»»
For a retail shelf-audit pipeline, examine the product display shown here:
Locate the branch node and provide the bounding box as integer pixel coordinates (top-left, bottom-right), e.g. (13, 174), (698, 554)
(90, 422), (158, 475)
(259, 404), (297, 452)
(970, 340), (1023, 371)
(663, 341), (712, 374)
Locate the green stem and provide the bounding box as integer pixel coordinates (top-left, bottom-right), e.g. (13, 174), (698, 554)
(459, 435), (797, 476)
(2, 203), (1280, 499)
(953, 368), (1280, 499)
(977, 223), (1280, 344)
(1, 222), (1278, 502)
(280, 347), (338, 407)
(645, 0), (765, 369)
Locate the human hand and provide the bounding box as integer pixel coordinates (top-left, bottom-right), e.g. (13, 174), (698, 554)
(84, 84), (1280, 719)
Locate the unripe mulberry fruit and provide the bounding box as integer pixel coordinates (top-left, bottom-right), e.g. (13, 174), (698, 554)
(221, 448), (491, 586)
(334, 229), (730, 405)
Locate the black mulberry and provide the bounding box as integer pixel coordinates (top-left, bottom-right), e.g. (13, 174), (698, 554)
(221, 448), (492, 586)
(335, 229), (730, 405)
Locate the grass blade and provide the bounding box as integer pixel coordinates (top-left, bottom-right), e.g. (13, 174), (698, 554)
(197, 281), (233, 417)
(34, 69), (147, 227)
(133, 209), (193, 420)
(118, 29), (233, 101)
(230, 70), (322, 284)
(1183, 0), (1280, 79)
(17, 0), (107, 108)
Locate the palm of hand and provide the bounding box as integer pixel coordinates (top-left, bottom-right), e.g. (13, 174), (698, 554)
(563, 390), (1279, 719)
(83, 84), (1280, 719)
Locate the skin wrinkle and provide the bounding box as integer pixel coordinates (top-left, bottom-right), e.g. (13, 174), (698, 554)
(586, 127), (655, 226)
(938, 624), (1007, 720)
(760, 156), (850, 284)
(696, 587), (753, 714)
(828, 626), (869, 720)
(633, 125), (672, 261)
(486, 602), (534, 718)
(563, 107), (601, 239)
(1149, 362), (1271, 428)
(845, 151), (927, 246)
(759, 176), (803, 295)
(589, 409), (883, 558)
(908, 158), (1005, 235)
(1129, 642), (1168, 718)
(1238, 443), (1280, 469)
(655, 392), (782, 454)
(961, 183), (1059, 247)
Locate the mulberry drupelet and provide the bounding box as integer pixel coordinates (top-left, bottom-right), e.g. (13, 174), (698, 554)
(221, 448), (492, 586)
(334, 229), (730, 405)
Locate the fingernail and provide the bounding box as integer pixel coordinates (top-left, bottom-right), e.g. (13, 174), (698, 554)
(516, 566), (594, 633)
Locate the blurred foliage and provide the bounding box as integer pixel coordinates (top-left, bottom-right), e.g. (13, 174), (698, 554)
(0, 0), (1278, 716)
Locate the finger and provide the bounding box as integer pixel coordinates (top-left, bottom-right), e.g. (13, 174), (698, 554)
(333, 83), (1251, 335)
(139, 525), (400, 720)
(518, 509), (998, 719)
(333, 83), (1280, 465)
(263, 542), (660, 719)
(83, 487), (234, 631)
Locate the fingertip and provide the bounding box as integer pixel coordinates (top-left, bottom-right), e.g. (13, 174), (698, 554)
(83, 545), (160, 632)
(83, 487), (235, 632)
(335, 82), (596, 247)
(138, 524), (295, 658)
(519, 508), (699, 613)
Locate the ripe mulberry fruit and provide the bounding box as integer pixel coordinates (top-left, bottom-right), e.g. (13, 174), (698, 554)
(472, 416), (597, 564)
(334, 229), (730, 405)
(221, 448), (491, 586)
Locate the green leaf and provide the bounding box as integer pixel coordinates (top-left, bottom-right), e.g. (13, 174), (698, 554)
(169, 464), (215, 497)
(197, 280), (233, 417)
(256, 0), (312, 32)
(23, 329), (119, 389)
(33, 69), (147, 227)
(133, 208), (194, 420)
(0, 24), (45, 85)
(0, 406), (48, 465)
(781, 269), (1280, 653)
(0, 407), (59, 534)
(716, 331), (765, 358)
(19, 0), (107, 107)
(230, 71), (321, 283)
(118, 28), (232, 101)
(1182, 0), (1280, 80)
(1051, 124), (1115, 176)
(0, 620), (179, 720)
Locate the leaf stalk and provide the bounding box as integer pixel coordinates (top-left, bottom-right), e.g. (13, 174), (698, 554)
««
All of the data above should be duplicated exactly.

For a retail shelf-audit pipeline, examine the product display shown here:
Locate the branch node and provide the bounding box as integer pixel coordinates (top-left, bottom-right), e.g. (13, 174), (698, 554)
(90, 422), (158, 475)
(259, 404), (297, 452)
(970, 340), (1023, 371)
(663, 341), (712, 374)
Locate the green stem and provide the bounding box as integer pixel coordinates (top-left, bottom-right), e.g. (13, 174), (698, 554)
(459, 435), (797, 476)
(2, 203), (1280, 499)
(953, 368), (1280, 499)
(977, 223), (1280, 344)
(1, 222), (1278, 502)
(280, 347), (338, 407)
(645, 0), (765, 369)
Locate the human hand and provide the bounding box as integer pixel coordinates (top-left, bottom-right), e.g. (13, 174), (698, 554)
(84, 84), (1280, 719)
Locate the unripe mulberry fruit and provide the bounding box as integer pixel coordinates (top-left, bottom-right), e.g. (13, 174), (698, 554)
(221, 448), (491, 586)
(334, 229), (730, 405)
Locate the black mulberry and provide the bounding box as integer pixel coordinates (top-left, bottom-right), e.g. (13, 174), (698, 554)
(221, 448), (492, 586)
(335, 229), (730, 405)
Locate the grass blade and provide the bounding box as integer pixel coordinates (top-left, bottom-right), e.g. (13, 174), (698, 554)
(197, 281), (233, 417)
(34, 69), (147, 227)
(133, 209), (193, 420)
(118, 29), (233, 101)
(230, 70), (322, 284)
(1183, 0), (1280, 79)
(17, 0), (107, 108)
Locate the palm of hand and provide the bounding box as integer pixel coordinates (top-left, bottom-right), e.g. (13, 174), (698, 554)
(563, 390), (1279, 719)
(83, 84), (1280, 719)
Locate the skin wrinkle and provide the bounding box as integer pixel coordinates (top-left, bottom-right), e.g. (13, 174), (698, 554)
(586, 127), (655, 226)
(938, 624), (1007, 720)
(760, 156), (850, 284)
(696, 587), (753, 714)
(828, 626), (869, 720)
(633, 125), (672, 261)
(486, 602), (534, 718)
(563, 107), (601, 239)
(1149, 362), (1271, 428)
(845, 151), (927, 246)
(759, 176), (803, 295)
(589, 409), (883, 558)
(908, 158), (1005, 235)
(1129, 642), (1168, 718)
(1238, 443), (1280, 469)
(655, 392), (782, 454)
(961, 183), (1059, 247)
Locate the mulberry drupelet and provide the bounding box as integer pixel coordinates (top-left, bottom-right), e.g. (13, 174), (698, 554)
(221, 448), (492, 586)
(334, 229), (730, 405)
Locate the fingernail and provide the bounding box as integer pixel coordinates (top-left, bottom-right), e.g. (13, 174), (698, 554)
(516, 566), (594, 633)
Locate the blurred foliage and provide the bounding box as integer pixel coordinates (top-left, bottom-right), e.g. (13, 174), (698, 554)
(0, 0), (1278, 716)
Locate the finger and provide the bounding box as integer pixel coordinates (top-left, bottom-right), e.g. (13, 174), (698, 554)
(333, 83), (1251, 335)
(139, 525), (400, 720)
(518, 509), (998, 719)
(333, 83), (1280, 465)
(263, 542), (660, 719)
(83, 487), (234, 631)
Locate the fingertip and provide the bounding box as integer pixel coordinates (top-left, bottom-right), e.g. (13, 174), (698, 554)
(83, 545), (160, 632)
(83, 487), (235, 632)
(335, 82), (596, 247)
(138, 524), (295, 658)
(519, 508), (699, 613)
Locate the ripe mulberry fruit and provide the bounding box as integer pixel coordinates (top-left, bottom-right), e.g. (13, 174), (698, 554)
(472, 416), (597, 564)
(334, 229), (730, 405)
(221, 448), (491, 586)
Locate the green leaf and provide the bounding box as integer pixel coordinates (top-left, bottom-right), e.g. (13, 174), (698, 554)
(169, 464), (215, 497)
(197, 280), (233, 417)
(256, 0), (312, 32)
(23, 329), (119, 389)
(33, 69), (147, 227)
(133, 208), (194, 420)
(0, 24), (45, 85)
(0, 406), (48, 465)
(781, 269), (1280, 653)
(0, 407), (59, 534)
(716, 331), (765, 358)
(19, 0), (107, 107)
(230, 71), (321, 283)
(118, 28), (232, 101)
(1182, 0), (1280, 80)
(1051, 124), (1115, 176)
(0, 620), (179, 720)
Locate the leaf stalk and provide the bounding box as integer pixel coordinates (top-left, bottom-right), e.g. (13, 174), (698, 554)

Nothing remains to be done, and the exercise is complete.